== Description of the task ==
Starting at the beginning of the listing and ending at the line containing "x=737, y=312", write those lines out again with the requests included, adding 88 to every coordinate in the answers and leaving out the pictures.

== Exercise input ==
§
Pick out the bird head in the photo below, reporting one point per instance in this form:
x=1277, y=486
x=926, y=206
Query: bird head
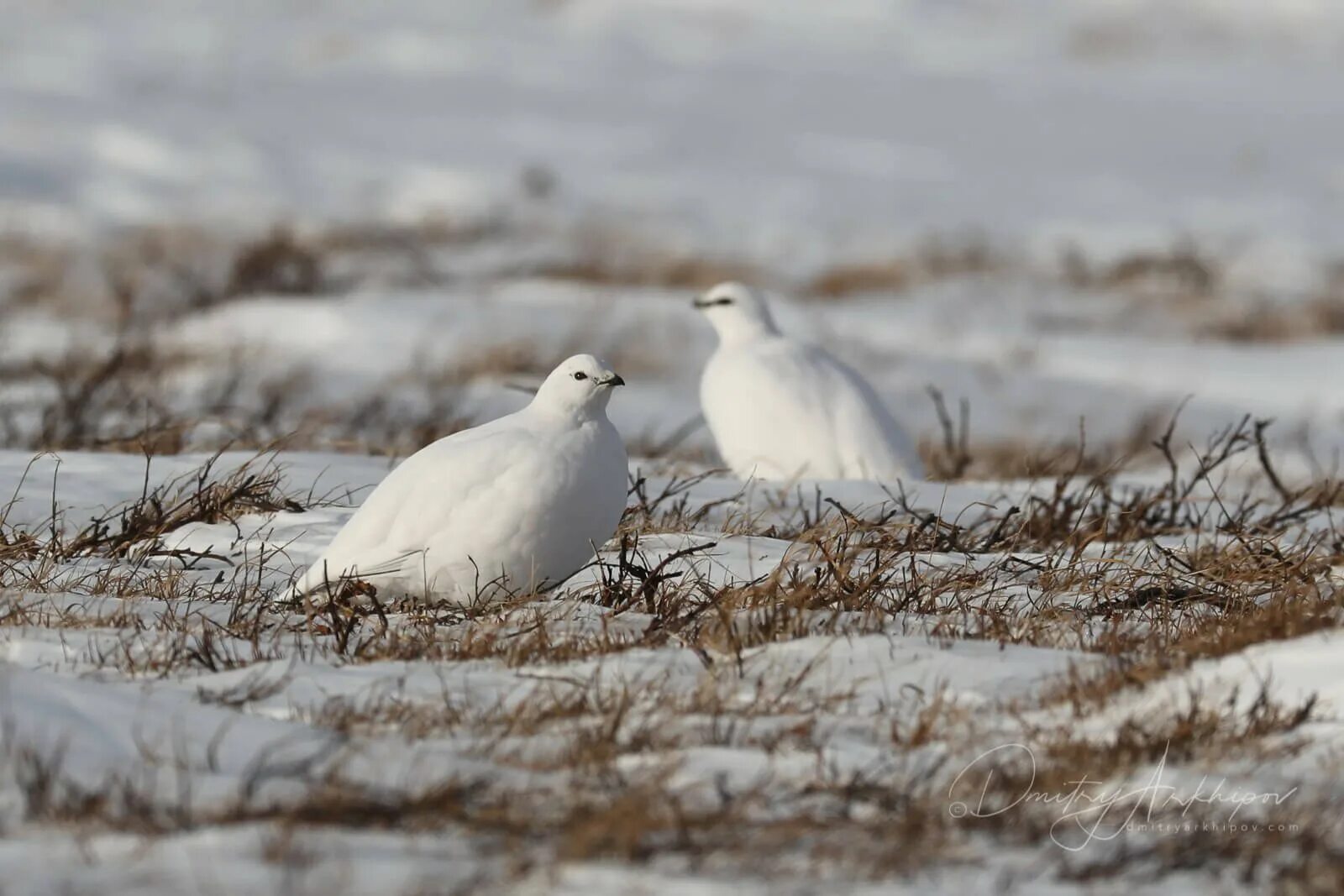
x=580, y=385
x=737, y=312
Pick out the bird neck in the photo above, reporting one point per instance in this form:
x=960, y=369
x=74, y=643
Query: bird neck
x=566, y=416
x=745, y=329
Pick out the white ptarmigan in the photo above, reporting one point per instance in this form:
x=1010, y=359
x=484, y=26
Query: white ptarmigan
x=511, y=506
x=781, y=410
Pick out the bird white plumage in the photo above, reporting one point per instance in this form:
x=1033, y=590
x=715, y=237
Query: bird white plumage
x=510, y=506
x=780, y=409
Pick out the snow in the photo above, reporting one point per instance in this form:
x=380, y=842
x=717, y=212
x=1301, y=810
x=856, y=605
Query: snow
x=792, y=139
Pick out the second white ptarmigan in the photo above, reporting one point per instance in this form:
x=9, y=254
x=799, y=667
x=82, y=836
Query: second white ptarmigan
x=781, y=409
x=511, y=506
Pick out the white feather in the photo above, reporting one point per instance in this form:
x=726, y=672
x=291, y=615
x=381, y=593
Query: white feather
x=511, y=506
x=780, y=409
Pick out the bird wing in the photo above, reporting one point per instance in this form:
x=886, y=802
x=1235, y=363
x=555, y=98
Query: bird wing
x=444, y=485
x=870, y=443
x=785, y=409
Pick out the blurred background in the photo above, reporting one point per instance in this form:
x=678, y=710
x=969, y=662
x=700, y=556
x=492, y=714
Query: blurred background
x=354, y=226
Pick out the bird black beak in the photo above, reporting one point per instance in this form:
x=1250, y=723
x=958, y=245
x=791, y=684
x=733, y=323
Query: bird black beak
x=702, y=302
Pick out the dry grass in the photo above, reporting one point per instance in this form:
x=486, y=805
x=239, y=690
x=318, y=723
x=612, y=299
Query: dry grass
x=1218, y=558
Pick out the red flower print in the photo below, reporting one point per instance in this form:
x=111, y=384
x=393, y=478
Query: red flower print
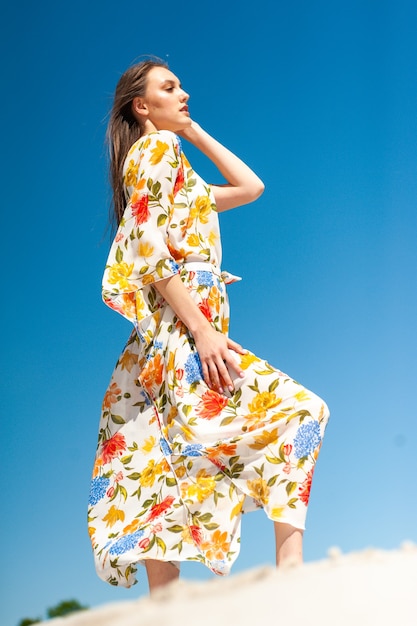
x=110, y=397
x=179, y=182
x=196, y=534
x=304, y=489
x=205, y=309
x=211, y=404
x=140, y=210
x=156, y=528
x=159, y=509
x=113, y=447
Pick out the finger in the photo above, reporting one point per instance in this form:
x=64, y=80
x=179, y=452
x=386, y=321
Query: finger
x=231, y=362
x=215, y=377
x=206, y=374
x=236, y=346
x=223, y=371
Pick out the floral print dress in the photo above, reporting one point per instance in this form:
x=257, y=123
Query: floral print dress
x=178, y=463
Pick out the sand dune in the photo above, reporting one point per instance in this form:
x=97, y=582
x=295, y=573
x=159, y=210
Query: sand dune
x=372, y=587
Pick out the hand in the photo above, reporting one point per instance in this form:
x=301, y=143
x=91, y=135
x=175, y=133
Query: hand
x=214, y=351
x=191, y=132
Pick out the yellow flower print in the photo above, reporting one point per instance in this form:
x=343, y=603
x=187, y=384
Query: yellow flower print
x=203, y=208
x=247, y=359
x=216, y=547
x=225, y=325
x=173, y=412
x=236, y=510
x=185, y=161
x=149, y=444
x=132, y=527
x=187, y=432
x=119, y=273
x=259, y=490
x=180, y=472
x=265, y=439
x=202, y=488
x=148, y=475
x=263, y=401
x=128, y=360
x=131, y=173
x=212, y=238
x=145, y=249
x=302, y=395
x=97, y=465
x=148, y=279
x=193, y=240
x=171, y=361
x=113, y=515
x=151, y=471
x=214, y=298
x=158, y=152
x=138, y=191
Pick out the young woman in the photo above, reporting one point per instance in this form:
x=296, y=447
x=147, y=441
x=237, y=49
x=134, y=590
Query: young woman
x=195, y=430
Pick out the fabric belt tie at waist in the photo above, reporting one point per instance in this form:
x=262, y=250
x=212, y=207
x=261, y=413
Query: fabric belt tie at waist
x=227, y=277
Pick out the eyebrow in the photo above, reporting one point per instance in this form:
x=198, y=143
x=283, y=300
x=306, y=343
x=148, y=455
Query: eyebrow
x=169, y=81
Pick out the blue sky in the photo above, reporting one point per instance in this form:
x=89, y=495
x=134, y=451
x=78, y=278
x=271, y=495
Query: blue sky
x=320, y=99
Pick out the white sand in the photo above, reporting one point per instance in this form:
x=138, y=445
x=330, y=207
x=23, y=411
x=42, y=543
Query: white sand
x=369, y=588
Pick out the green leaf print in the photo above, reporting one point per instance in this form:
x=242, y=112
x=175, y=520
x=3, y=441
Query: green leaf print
x=176, y=528
x=162, y=218
x=117, y=419
x=161, y=544
x=119, y=255
x=290, y=487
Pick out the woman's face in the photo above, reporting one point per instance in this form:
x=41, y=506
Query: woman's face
x=164, y=105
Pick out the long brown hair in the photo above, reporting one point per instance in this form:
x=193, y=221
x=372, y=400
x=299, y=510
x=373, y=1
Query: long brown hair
x=124, y=129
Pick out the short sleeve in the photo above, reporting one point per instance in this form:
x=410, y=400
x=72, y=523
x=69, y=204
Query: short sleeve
x=140, y=254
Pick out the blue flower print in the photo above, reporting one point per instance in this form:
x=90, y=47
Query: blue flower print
x=165, y=447
x=307, y=439
x=126, y=543
x=193, y=449
x=98, y=489
x=193, y=371
x=205, y=278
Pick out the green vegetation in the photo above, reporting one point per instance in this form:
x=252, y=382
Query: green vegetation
x=63, y=608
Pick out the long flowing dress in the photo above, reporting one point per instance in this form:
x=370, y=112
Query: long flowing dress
x=178, y=463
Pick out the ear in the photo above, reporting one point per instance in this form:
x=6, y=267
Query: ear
x=139, y=108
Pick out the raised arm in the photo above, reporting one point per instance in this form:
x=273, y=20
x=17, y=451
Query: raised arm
x=243, y=185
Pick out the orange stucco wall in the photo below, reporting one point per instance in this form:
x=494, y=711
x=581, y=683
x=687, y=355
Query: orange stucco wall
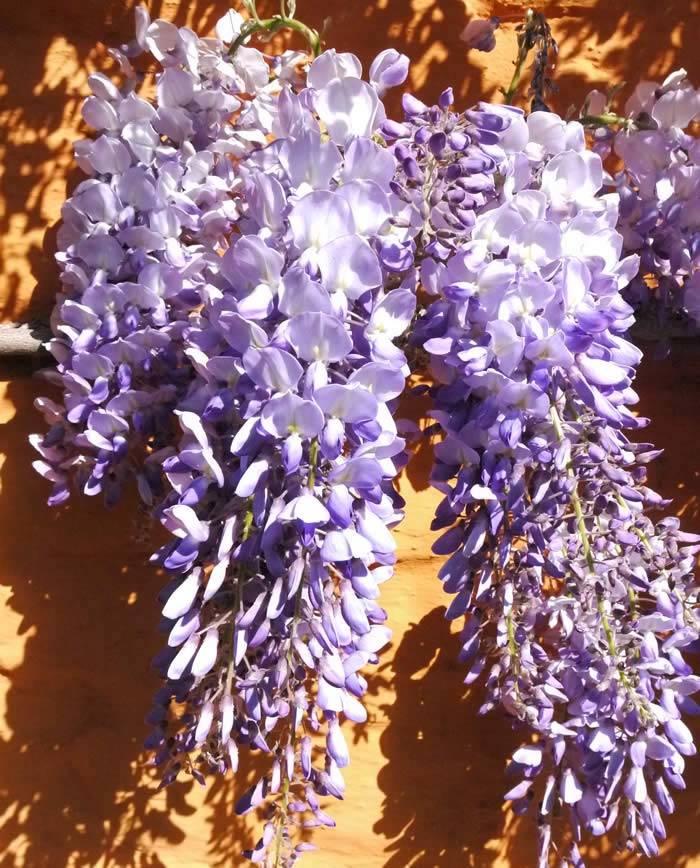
x=77, y=600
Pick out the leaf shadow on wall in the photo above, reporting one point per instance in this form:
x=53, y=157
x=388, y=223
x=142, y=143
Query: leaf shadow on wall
x=72, y=788
x=71, y=779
§
== Solution to the exercise ==
Pick out the bird head in the photo below, reporting one point per instance in this form:
x=1277, y=486
x=926, y=206
Query: bird head
x=668, y=473
x=825, y=400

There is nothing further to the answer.